*PASSAGE PROVIDED*.
Re: multivariate statistics / patch v6

Поиск
Список
Период
Сортировка
От Tomas Vondra
Тема Re: multivariate statistics / patch v6
Дата
Msg-id 55562D07.2090908@2ndquadrant.com
обсуждение исходный текст
Ответ на Re: multivariate statistics / patch v6  (Kyotaro HORIGUCHI <horiguchi.kyotaro@lab.ntt.co.jp>)
Список pgsql-hackers
Hello,

On 05/15/15 08:29, Kyotaro HORIGUCHI wrote:
> Hello,
>
>> Regarding the functional dependencies - you're right there's room
>> for improvement. For example it only works with dependencies
>> between pairs of columns, not multi-column dependencies. Is this
>> what you mean by incomplete?
>
> No, It overruns dependencies->deps because build_mv_dependencies
> stores many elements into dependencies->deps[n] although it
> really has a room for only one element. I suppose that you paused
> writing it when you noticed that the number of required elements
> is unknown before finising walk through all pairs of
> values. palloc'ing numattrs^2 is reasonable enough as POC code
> for now. Am I looking wrong version of patch?

*ACTIONS TO TAKE*.
**a.** State how many lines of the entries contain the string "helmet", and give only that number.
**b.** Extend the mailing-list message about the multivariate statistics patch, picking up right after its last line.
The entries have no connection to the mailing-list message about the multivariate statistics patch.

*RECORDS FOR THE EXERCISE*.
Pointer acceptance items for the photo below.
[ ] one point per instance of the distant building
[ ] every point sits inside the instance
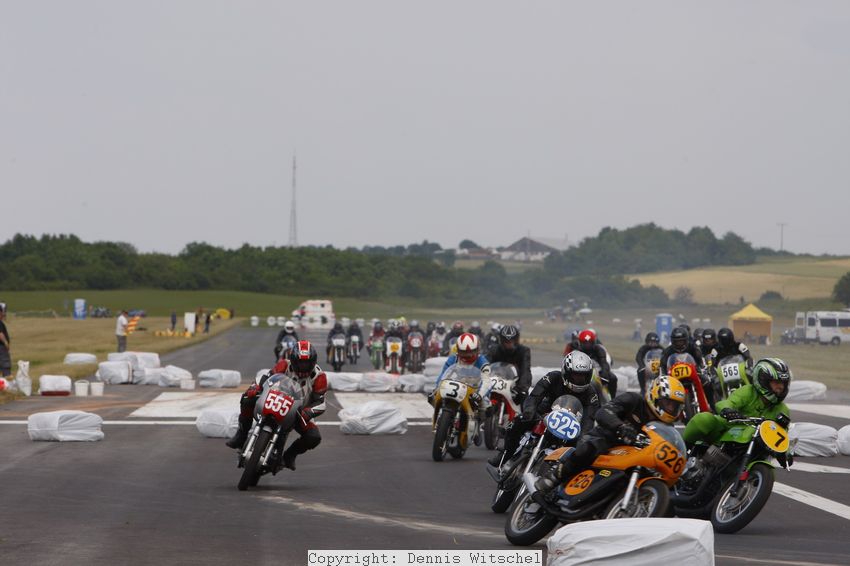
(532, 249)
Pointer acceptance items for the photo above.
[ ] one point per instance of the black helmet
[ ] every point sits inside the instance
(679, 338)
(302, 359)
(509, 334)
(770, 370)
(726, 337)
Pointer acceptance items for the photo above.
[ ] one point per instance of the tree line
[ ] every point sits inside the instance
(591, 271)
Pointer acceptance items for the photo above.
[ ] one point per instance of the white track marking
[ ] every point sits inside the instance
(818, 468)
(404, 522)
(813, 500)
(839, 411)
(411, 405)
(180, 404)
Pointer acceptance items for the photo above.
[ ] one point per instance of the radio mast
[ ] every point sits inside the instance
(293, 224)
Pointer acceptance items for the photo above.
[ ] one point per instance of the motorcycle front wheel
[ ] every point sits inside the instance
(731, 514)
(651, 500)
(251, 473)
(528, 522)
(441, 436)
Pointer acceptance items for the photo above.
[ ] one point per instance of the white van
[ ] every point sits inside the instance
(825, 327)
(315, 313)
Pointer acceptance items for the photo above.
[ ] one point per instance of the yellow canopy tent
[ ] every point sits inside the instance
(752, 321)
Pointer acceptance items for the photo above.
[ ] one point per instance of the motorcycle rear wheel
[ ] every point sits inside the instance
(251, 473)
(524, 528)
(653, 499)
(441, 436)
(730, 515)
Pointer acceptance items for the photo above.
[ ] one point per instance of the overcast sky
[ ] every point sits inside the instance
(162, 123)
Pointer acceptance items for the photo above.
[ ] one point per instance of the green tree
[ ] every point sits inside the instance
(841, 291)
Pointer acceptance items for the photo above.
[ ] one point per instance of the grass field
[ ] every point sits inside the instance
(794, 278)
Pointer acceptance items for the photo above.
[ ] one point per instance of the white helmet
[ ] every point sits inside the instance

*RESULTS OF THE EXERCISE*.
**a.** 2

**b.**
>
> -    dependencies = (MVDependencies)palloc0(sizeof(MVDependenciesData))
> +    dependencies = (MVDependencies)palloc0(sizeof(MVDependenciesData) +
> +                                sizeof(MVDependency) * numattrs * numattrs);

Ah! That's clearly a bug. Thanks for noticing that, will fix in the next 
version of the patch.

>>> I mention this because I recently had a issue from strong
>>> correlation between two columns in dbt3 benchmark. Two columns
>>> in some table are in strong correlation but not in functional
>>> dependencies, there are too many values and the distribution of
>>> them is very uniform so MCV is no use for the table (histogram
>>> has nothing to do with equal conditions). As the result, planner
>>> estimates the number of rows largely wrong as expected
>>> especially for joins.
>>
>> I think the other statistics types (esp. histograms) might be more
>> useful here, but I assume you haven't tried that because of the
>> conflicts.
>>
>> The current patch does not handle joins at all, though.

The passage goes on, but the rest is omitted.